What is expected:
Reproduce everything in the material below from the line containing "Reviewer note: verify one keypoint per instance of the hillside." down to its final line, both included, keeping every request as it is and scaling each coordinate in the answers by 2.35, rounded to whole numbers with halves rounded up.

Record excerpts:
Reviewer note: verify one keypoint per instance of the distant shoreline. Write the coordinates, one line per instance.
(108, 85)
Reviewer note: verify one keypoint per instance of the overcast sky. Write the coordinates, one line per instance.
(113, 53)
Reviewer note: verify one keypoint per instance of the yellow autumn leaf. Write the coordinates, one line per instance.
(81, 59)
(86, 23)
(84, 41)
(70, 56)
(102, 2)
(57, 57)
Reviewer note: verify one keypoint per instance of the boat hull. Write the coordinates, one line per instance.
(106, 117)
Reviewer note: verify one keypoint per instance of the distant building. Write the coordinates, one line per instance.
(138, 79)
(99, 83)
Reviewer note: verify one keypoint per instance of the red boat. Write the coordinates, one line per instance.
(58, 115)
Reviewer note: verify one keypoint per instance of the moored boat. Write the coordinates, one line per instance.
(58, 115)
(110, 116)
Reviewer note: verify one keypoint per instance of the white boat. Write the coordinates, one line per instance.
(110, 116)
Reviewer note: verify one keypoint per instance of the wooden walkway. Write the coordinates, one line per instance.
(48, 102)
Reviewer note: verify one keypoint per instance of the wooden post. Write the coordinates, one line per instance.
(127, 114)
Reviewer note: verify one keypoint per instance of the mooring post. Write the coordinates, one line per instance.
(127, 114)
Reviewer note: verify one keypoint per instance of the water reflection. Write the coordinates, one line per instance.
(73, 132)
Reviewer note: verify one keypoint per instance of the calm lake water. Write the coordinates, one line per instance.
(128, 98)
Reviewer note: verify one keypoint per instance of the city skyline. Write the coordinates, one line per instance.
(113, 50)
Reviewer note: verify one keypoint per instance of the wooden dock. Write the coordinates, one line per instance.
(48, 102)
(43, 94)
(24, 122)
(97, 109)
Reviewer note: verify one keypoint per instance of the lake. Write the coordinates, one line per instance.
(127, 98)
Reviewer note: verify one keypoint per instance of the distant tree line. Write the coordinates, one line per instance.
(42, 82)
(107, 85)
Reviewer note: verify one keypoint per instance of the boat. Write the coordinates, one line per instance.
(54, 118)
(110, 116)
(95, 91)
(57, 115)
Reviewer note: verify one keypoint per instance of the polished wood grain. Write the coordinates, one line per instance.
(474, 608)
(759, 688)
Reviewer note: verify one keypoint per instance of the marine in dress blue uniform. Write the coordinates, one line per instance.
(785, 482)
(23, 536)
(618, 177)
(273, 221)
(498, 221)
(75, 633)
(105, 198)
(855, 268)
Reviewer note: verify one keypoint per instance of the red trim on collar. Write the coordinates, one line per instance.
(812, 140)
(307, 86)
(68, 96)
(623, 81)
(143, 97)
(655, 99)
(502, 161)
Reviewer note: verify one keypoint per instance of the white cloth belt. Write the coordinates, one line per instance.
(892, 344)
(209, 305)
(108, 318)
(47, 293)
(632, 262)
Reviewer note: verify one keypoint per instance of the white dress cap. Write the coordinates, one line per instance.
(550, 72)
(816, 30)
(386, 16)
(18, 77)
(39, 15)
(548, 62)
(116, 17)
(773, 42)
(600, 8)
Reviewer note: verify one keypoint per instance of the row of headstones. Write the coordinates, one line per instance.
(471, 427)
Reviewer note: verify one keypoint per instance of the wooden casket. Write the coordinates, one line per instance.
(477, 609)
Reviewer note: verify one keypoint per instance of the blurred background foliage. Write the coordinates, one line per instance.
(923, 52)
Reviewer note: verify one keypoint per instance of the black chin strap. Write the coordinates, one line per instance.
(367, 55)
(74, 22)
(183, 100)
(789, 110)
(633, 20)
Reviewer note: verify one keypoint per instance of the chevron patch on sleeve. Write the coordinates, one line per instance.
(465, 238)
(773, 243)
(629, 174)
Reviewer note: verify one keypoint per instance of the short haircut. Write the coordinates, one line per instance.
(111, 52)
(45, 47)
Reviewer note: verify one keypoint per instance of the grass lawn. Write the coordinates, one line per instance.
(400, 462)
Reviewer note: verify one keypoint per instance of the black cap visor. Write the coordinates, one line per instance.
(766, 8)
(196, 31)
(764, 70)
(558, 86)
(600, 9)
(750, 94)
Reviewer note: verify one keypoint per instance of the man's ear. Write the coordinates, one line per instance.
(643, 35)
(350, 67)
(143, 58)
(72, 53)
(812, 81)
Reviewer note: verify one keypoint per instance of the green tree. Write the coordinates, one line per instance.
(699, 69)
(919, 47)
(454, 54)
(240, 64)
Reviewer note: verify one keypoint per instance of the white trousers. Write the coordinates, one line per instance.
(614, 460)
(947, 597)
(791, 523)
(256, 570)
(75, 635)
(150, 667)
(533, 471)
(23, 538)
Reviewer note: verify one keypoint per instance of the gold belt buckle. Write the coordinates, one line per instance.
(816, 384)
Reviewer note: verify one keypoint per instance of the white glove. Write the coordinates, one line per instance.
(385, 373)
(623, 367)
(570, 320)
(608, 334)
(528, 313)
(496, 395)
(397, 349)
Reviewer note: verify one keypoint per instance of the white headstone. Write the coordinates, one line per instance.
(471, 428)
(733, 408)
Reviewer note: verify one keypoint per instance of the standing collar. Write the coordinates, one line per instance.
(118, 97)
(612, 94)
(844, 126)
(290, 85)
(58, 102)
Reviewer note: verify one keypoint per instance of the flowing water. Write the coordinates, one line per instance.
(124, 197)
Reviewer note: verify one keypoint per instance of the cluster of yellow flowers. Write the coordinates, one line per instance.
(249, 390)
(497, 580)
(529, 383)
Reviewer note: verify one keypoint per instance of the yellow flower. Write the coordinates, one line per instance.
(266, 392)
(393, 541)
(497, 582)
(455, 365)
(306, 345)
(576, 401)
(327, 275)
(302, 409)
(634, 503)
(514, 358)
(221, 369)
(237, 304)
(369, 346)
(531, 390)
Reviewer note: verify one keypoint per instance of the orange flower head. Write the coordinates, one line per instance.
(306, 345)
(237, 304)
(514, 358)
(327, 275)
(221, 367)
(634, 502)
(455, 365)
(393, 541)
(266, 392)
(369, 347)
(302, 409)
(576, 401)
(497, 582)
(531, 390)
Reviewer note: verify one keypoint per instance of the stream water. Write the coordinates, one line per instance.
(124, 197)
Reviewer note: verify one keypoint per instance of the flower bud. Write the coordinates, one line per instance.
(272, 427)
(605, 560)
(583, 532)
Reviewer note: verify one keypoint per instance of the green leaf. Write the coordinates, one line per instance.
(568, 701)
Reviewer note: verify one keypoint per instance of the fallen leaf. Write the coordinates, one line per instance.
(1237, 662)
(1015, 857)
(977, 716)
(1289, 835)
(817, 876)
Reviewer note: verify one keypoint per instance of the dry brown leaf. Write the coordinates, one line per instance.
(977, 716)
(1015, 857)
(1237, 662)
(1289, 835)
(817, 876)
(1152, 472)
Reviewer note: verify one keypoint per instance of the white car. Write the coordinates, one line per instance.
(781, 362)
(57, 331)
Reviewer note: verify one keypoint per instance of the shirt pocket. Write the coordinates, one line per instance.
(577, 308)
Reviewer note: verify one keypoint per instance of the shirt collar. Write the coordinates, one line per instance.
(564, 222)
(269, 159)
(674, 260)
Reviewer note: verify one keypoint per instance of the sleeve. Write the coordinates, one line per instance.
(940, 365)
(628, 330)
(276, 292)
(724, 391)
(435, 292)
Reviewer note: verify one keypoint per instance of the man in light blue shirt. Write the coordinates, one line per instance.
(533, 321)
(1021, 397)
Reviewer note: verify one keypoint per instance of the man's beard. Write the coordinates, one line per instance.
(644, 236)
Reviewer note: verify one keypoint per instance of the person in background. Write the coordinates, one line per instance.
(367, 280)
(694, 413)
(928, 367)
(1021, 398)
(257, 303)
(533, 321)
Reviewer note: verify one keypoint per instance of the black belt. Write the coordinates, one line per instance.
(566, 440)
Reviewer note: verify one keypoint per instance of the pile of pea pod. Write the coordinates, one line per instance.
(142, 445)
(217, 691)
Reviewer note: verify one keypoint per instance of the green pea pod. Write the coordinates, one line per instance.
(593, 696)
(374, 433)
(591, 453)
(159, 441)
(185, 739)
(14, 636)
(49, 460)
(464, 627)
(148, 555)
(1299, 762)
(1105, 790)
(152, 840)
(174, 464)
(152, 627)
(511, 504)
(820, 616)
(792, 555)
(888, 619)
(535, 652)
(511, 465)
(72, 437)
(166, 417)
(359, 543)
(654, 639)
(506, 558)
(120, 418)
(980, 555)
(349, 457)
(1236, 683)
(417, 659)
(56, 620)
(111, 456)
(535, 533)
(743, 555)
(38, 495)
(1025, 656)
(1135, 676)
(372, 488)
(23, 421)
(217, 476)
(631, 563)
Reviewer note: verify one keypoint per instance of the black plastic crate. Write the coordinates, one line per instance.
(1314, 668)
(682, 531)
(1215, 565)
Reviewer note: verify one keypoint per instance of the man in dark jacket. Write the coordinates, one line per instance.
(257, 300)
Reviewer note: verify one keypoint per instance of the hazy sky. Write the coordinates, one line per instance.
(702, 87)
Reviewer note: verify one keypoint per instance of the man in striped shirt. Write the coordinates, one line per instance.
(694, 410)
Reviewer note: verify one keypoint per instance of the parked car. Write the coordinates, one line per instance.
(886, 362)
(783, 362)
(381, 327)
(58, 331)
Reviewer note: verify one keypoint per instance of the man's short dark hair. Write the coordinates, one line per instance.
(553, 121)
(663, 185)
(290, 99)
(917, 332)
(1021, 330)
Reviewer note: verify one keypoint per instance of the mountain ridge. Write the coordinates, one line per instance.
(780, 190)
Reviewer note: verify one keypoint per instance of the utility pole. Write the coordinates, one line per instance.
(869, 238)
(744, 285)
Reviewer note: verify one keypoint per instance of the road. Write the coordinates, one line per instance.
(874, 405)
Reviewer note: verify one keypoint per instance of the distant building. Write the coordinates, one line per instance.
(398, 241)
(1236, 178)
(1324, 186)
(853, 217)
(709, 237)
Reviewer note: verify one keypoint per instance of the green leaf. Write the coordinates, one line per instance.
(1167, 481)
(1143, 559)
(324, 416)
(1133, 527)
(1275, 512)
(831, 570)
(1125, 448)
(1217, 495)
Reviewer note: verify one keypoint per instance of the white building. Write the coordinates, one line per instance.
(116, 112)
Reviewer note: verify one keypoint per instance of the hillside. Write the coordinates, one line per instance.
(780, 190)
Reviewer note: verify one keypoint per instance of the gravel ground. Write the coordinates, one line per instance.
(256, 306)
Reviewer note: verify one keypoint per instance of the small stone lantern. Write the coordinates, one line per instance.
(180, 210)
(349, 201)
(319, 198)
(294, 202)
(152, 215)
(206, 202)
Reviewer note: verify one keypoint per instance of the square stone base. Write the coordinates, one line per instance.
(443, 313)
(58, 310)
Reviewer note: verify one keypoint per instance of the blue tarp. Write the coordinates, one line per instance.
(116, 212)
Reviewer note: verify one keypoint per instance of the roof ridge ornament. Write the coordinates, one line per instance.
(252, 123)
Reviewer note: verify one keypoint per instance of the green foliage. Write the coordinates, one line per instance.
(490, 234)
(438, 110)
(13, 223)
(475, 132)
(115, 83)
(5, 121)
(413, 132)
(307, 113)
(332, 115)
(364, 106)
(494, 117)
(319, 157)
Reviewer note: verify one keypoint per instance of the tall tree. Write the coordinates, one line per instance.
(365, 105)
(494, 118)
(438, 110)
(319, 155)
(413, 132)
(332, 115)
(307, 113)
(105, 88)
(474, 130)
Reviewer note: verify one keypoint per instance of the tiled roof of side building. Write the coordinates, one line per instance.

Complete output:
Reviewer note: verify one keypoint per instance of the hillside. Write the coordinates, one line per instance.
(1833, 447)
Reviewer note: verify one keypoint per instance of the gravel ground. Write the coordinates, one line per instance.
(602, 719)
Reviewer note: verify one keypoint per instance of the small stone lantern. Write the coordinates, one line per instance.
(423, 494)
(820, 472)
(750, 465)
(691, 475)
(357, 505)
(484, 475)
Reviewer note: verify one keypoint per instance of the square stone base. Write the coordinates, one line per instance.
(1041, 736)
(136, 729)
Reviewer note: verify one keypoint per instance of the blue tarp. Write the coordinates, one line per instance.
(273, 498)
Reviewer note: verify one keypoint per instance of the roof ridge ornament. Write the coordinates, one line per instance.
(592, 289)
Reviewer note: verify one keypoint per instance of the green foliage. Write the coordinates, one line per instance.
(1152, 550)
(1029, 259)
(31, 524)
(1116, 310)
(270, 195)
(12, 284)
(971, 310)
(721, 266)
(780, 270)
(855, 249)
(1161, 275)
(750, 369)
Reviewer note: verify one keypoint per instance of the tall tree. Write the coordinates, one line per instance.
(858, 247)
(1161, 277)
(1029, 259)
(750, 364)
(971, 310)
(780, 270)
(721, 266)
(247, 207)
(1114, 306)
Reviewer note: verify one keypoint per instance of the tiled roof of side building. Write the coordinates, one line per instance.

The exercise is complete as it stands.